- **EXCERPT PROVIDED**:
The “Letters of Love and Labour” written by Samuel M. Jones of
Toledo, Ohio, to his workmen in the engineering firm of which he was
master, are very interesting in this connection. They breathe a spirit
of extraordinary personal affection towards, and confidence in, the
employees, which was heartily responded to by the latter; and the whole
business was carried on, with considerable success, on the principle of a
close and friendly co-operation all round.[61]

These things indeed suggest to one that it is possible that the Uranian
spirit may lead to something like a general enthusiasm of Humanity,
and that the Uranian people may be destined to form the advance guard
of that great movement which will one day transform the common life
by substituting the bond of personal affection and compassion for the
monetary, legal and other external ties which now control and confine
society. Such a part of course we cannot expect the Uranians to play
unless the capacity for their kind of attachment also exists - though in
a germinal and undeveloped state - in the breast of mankind at large.
And modern thought and investigation are clearly tending that way - to
confirm that it does so exist.

Dr. E. Bertz in his late study of Whitman as a person of strongly
homogenic temperament[62] brings forward the objection that Whitman’s
gospel of Comradeship as a means of social regeneration is founded on
a false basis - because (so Dr. Bertz says) the gospel derives from an
abnormality in himself, and therefore cannot possibly have a universal
application or create a general enthusiasm. But this is rather a case of
assuming the point which has to be proved. Whitman constantly maintains
that his own disposition at any rate is normal, and that he represents
the average man. And it _may_ be true, even as far as his Uranian
temperament is concerned, that while this was specially developed in him
the germs of it _are_ almost, if not quite, universal. If so, then the
Comradeship on which Whitman founds a large portion of his message may
in course of time become a general enthusiasm, and the nobler Uranians
of to-day may be destined, as suggested, to be its pioneers and advance
guard. As one of them himself has sung: -

These things shall be! A loftier race,
Than e’er the world hath known, shall rise
With flame of freedom in their souls,
And light of science in their eyes.

[Point labeling dataset excerpts]
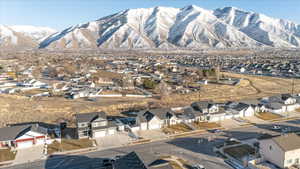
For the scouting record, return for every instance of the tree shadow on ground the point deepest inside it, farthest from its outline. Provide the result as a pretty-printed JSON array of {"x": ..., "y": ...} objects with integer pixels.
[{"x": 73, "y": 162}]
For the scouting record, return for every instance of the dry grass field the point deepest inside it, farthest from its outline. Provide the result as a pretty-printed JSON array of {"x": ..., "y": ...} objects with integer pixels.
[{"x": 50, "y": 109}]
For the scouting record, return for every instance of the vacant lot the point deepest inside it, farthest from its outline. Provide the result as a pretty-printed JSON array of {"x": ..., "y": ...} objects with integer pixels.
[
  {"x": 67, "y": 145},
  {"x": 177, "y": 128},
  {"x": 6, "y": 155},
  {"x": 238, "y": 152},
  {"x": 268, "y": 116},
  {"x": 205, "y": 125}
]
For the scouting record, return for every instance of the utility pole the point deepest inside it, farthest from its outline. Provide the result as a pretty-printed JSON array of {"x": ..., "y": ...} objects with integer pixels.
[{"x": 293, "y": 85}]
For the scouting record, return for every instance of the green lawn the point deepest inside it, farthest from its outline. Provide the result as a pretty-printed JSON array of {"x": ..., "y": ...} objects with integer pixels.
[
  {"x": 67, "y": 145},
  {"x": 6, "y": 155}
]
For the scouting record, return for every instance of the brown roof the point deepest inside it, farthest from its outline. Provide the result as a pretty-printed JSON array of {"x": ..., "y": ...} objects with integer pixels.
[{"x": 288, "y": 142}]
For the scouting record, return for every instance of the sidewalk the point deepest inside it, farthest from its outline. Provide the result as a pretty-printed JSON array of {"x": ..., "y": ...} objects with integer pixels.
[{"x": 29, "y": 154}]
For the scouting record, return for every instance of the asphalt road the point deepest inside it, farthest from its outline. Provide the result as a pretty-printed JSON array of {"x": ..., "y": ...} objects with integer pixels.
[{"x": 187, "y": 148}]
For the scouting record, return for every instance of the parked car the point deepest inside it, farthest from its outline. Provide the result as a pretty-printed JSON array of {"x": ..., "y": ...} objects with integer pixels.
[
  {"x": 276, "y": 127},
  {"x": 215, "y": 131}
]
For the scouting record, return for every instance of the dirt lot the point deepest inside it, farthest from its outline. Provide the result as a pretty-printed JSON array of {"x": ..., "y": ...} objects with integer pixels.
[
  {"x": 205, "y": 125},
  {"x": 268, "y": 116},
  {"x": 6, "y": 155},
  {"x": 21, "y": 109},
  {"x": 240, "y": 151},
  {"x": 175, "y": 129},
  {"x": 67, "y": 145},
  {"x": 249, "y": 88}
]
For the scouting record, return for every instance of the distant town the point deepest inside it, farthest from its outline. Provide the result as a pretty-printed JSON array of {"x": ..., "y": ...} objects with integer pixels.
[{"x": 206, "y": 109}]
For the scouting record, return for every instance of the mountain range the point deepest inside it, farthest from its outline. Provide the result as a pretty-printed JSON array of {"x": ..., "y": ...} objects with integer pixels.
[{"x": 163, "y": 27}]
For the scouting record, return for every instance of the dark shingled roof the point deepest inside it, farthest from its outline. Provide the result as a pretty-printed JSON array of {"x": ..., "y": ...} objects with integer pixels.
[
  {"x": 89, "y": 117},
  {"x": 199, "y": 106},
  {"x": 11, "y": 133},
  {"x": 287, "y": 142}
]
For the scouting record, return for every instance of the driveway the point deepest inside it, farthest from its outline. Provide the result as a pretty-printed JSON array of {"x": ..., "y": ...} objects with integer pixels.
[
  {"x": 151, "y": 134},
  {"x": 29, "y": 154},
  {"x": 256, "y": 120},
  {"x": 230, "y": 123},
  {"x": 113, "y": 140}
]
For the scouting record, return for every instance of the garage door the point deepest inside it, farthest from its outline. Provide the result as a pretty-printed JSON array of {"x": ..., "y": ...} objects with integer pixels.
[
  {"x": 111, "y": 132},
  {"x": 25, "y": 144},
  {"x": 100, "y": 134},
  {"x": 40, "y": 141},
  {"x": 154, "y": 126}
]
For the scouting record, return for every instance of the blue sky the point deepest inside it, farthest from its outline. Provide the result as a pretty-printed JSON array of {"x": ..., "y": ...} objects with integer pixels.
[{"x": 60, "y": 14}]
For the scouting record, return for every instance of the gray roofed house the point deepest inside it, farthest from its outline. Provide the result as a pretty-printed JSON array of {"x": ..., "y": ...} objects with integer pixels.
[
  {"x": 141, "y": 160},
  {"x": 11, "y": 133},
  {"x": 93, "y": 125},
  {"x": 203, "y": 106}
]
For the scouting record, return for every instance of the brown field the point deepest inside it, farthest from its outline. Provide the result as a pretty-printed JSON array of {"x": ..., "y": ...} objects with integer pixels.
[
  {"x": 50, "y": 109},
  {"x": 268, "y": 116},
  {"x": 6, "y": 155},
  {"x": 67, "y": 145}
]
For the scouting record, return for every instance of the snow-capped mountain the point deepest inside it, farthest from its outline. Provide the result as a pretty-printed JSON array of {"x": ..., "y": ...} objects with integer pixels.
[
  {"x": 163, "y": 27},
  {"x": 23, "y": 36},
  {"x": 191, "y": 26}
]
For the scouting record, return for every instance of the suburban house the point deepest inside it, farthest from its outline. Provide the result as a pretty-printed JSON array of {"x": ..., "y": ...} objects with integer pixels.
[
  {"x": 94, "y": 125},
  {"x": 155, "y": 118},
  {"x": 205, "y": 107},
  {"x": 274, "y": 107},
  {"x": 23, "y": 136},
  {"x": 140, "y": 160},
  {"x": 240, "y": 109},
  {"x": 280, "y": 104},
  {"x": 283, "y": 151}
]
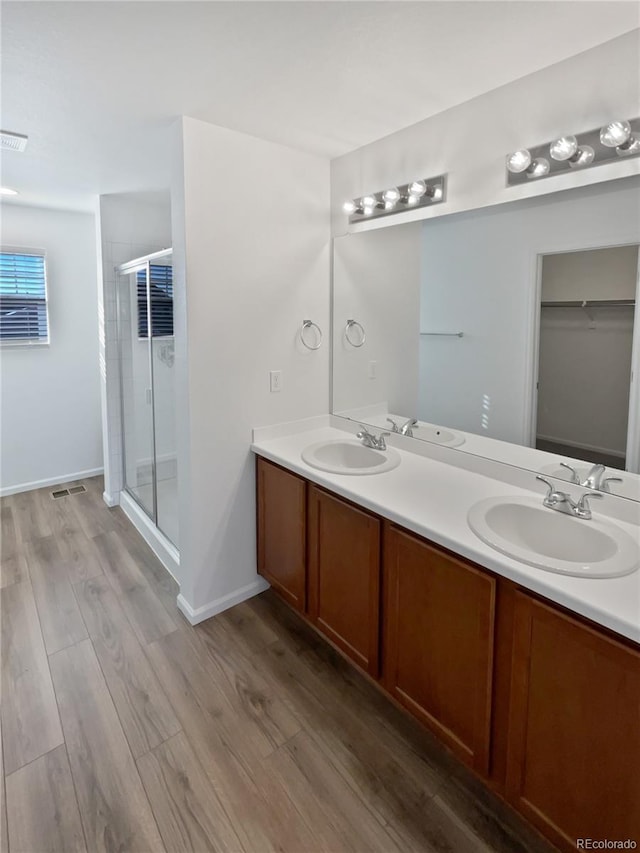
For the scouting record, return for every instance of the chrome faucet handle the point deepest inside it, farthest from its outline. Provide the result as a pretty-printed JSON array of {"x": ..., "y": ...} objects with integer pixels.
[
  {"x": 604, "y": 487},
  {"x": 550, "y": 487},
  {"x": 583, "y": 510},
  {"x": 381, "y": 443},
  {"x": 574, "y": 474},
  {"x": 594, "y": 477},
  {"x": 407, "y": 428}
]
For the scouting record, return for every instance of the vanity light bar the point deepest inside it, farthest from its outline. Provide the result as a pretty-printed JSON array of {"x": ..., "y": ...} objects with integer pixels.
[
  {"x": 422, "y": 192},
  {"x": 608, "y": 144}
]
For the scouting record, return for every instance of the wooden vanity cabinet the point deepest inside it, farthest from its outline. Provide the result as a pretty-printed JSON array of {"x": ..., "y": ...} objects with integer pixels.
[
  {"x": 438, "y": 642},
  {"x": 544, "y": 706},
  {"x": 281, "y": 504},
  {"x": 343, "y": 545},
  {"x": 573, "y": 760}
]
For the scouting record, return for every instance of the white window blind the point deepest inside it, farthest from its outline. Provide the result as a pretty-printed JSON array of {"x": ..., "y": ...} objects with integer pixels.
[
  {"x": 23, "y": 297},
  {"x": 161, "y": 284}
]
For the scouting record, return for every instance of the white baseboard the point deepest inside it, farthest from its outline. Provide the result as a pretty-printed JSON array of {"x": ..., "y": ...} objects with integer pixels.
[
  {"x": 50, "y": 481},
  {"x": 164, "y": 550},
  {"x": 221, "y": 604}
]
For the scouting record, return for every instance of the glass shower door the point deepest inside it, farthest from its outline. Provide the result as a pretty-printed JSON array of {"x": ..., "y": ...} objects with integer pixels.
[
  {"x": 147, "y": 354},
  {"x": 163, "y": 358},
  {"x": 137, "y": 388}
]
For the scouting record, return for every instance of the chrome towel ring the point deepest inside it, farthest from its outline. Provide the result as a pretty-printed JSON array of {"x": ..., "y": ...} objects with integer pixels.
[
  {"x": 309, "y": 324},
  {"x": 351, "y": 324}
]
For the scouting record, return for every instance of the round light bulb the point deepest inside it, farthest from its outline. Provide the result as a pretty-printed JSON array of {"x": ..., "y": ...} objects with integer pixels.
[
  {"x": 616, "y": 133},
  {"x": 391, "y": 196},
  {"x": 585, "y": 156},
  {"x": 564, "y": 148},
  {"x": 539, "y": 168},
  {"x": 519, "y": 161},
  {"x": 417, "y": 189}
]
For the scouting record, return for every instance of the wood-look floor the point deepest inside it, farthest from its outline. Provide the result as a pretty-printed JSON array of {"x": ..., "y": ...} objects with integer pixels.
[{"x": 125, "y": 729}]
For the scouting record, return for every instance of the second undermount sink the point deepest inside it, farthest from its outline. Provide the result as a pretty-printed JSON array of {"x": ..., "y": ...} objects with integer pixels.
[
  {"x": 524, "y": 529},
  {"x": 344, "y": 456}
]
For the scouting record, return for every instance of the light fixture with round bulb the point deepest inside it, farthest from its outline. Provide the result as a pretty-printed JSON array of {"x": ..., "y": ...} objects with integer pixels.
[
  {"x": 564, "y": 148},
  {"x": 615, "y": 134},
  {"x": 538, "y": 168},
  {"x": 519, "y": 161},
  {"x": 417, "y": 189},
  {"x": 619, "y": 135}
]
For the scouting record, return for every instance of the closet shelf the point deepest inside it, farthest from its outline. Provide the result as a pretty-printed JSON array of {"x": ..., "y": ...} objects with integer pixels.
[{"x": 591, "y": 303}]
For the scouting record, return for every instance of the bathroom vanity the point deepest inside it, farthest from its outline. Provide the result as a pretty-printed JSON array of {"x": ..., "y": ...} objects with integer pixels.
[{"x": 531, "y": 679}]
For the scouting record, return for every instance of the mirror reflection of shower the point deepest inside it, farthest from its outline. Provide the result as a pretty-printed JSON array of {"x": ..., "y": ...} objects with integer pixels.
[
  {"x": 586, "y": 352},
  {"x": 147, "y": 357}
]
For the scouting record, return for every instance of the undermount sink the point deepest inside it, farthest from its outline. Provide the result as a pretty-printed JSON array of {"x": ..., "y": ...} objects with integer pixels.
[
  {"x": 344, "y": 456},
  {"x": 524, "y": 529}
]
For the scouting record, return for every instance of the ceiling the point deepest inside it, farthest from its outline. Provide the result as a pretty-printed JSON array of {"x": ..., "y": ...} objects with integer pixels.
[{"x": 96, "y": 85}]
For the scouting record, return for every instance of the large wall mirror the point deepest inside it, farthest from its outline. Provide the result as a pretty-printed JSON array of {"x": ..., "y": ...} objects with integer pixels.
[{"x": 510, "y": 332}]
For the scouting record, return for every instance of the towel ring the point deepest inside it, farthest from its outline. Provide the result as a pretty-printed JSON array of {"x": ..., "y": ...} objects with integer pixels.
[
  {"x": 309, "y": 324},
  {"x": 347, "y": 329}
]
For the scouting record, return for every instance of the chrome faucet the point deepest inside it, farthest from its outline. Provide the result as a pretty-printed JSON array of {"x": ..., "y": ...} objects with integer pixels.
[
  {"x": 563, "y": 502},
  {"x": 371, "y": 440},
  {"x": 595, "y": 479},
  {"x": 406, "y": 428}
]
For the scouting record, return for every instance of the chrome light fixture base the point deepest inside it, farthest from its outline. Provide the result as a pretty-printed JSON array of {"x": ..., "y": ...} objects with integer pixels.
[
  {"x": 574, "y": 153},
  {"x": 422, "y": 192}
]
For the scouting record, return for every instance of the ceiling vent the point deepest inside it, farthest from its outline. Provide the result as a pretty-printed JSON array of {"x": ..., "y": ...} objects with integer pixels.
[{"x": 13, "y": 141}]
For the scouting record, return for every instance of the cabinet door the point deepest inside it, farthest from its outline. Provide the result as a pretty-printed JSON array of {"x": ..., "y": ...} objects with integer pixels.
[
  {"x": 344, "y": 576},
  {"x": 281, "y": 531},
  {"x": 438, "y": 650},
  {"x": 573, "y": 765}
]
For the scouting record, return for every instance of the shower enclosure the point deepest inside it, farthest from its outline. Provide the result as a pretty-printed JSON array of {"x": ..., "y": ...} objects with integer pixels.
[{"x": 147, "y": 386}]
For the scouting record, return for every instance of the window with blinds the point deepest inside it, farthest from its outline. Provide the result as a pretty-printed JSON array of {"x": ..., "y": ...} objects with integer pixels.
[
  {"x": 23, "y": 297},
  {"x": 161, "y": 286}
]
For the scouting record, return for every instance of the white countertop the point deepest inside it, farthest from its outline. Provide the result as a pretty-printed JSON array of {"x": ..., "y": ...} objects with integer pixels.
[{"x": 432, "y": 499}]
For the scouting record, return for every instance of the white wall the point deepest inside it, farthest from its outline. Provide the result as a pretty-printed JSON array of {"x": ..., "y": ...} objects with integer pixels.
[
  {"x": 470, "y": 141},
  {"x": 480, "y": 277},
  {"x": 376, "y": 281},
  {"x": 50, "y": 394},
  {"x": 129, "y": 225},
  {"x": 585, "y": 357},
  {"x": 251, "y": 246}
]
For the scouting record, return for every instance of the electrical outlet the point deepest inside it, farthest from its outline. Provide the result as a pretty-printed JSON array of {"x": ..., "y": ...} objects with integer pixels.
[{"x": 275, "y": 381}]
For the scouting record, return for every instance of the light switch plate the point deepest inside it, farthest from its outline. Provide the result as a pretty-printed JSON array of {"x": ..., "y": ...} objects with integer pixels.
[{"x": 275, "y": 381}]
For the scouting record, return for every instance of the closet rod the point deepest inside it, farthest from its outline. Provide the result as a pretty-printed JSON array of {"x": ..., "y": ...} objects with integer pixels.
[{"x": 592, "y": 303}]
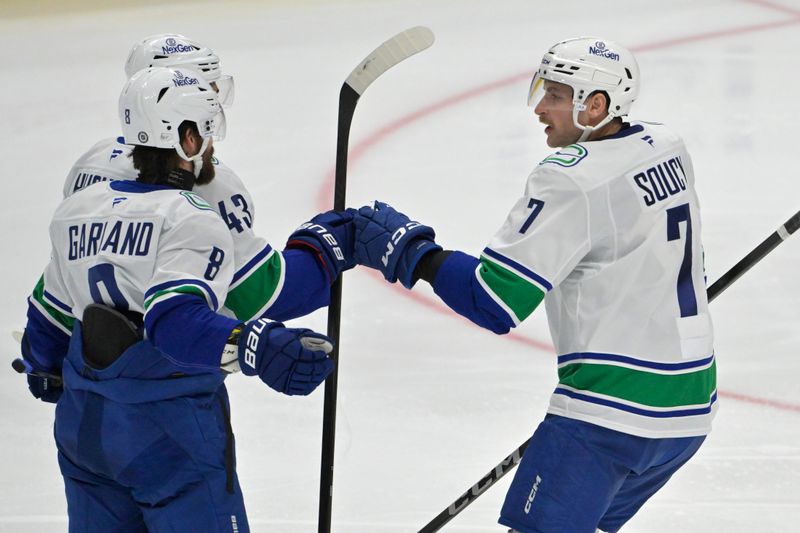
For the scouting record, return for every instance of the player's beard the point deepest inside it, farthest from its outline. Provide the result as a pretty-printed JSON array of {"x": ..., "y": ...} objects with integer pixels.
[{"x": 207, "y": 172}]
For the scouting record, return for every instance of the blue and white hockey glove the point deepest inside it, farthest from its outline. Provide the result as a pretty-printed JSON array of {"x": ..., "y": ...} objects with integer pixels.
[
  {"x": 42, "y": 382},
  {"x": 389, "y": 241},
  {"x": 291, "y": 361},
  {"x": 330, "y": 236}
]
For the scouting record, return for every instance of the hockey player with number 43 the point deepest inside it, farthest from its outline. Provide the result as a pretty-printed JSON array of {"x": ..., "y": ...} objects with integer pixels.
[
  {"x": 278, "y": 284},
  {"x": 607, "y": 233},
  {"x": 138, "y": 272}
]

- **SET OF TASKS**:
1. In the excerpt on comradeship, condense the paragraph that begins "The “Letters of Love and Labour”" into two or three short sentences that keep its main facts.
2. Tally the lines of the listing that contain the string "closet". Reply with the number only.

- **EXPECTED ANSWERS**:
1. Samuel M. Jones of Toledo, Ohio, wrote the “Letters of Love and Labour” to the workmen of the engineering firm he was master of. The letters show extraordinary personal affection for and confidence in the employees, who responded heartily. The business ran with considerable success on close and friendly co-operation all round.

2. 2